-- PASSAGE SHOWN follows --
Memorial Day should be an overwhelming experience. Truth to tell, though, our actions say otherwise about this day for which we should be profoundly grateful.
On this day we honor untold numbers of our fellow citizens past and present, our brothers and sisters who, as President Lincoln said in his Gettysburg address, gave and give their "last full measure of devotion."
Many who have been immersed in the personal pain and horrors of war protect themselves from remembering and reliving their experiences by burying them deep within. Yes, as the song goes, "What's too painful to remember, we simply choose to forget."
For my part on this Memorial Day, I choose to trust you with my own experiences, share these memories and let you experience them vicariously, as painful as that may be.
World War II was well under way when I was a lad of 10. One of the ways families honored loved ones serving in the war was to hang little blue banners with white stars in the windows of their homes. I had a brother who participated in the invasion of North Africa and an uncle who flew the "hump" in Burma. Since my grandmother was living with us, we displayed two banners.
I still remember the great sadness that came into our family when we learned that Uncle Terrell's plane had been downed. We would never see him again. In his honor, a gold star replaced the white stars on one of our banners. As a young boy I thought I would never see a hurt greater than the grief and pain I saw in my grandmother upon her son's death.
The war ended, time passed, and I grew up, later completing my training in surgery. It was 1966 and we were again at war. I asked to be sent to Vietnam; I figured that that was where I was supposed to be. They gladly sent me to Da Nang, Vietnam, and the station hospital there, a series of Quonset huts with tin roofs that produced a deafening staccato beat during all-too-frequent torrential rain storms.
Vietnam was a helicopter war. Most everything was transported by helicopters, including the dead and wounded. Our receiving area for casualties was a Quonset hut and our stretcher holders were saw horses. We were the bearers.
Early one Sunday morning, we were greeted by the familiar "whop, whop, whop" of an incoming airship. That morning we received the bodies of nine dead U.S. Marines.
There they lay on those canvas stretchers, still clothed in their wet uniforms, flak jackets, boots and dog tags. As I examined each of them, I found wounds we could have treated. They were soldiers, like hundreds before them, we could have saved had we been able to get to them in time.
Now, the drenching rain that had kept us from getting to them seemed even louder on our tin roofs. Can you hear it? Can you see it? Nine young dead Americans who gave their last full measure of devotion. You could see on their faces the question, "I hope they get here in time." You can hear their orders: "Hold your position, men."
Although their skins were different colors, they all shared a singleness of devotion and purpose. They were all Americans.
Shut your eyes. Put yourself in my place at that place and time. Now, remove the dog tags, one by one, and seal the body bag over each beautiful young man.
Do this and you will start to understand the pain of carrying this scene in your head, heart and soul for 42 years. You may begin to understand why this and all Memorial Days are so very precious to me.
-- PASSAGE SHOWN concluded --
-- RAW DATA follows --
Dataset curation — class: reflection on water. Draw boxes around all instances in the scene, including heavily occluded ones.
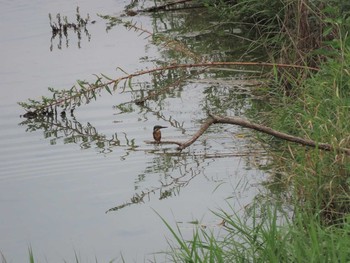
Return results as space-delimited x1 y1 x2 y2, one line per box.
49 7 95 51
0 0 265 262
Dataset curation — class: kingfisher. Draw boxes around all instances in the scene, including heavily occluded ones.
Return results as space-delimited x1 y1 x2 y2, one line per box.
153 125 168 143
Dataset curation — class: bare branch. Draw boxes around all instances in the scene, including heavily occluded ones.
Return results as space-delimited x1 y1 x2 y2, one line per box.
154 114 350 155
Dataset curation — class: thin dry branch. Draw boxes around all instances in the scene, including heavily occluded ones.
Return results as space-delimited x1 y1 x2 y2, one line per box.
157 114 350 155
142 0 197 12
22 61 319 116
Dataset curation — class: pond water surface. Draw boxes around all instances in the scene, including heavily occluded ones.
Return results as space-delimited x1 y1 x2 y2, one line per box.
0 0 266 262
-- RAW DATA concluded --
-- RAW DATA follows --
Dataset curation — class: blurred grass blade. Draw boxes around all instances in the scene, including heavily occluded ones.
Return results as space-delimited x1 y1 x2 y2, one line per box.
-- RAW DATA concluded --
**WORK REQUEST:**
Reproduce the Memorial Day essay above word for word, starting with "I still remember" and going on through "torrential rain storms.".

**EXERCISE RESULT:**
I still remember the great sadness that came into our family when we learned that Uncle Terrell's plane had been downed. We would never see him again. In his honor, a gold star replaced the white stars on one of our banners. As a young boy I thought I would never see a hurt greater than the grief and pain I saw in my grandmother upon her son's death.
The war ended, time passed, and I grew up, later completing my training in surgery. It was 1966 and we were again at war. I asked to be sent to Vietnam; I figured that that was where I was supposed to be. They gladly sent me to Da Nang, Vietnam, and the station hospital there, a series of Quonset huts with tin roofs that produced a deafening staccato beat during all-too-frequent torrential rain storms.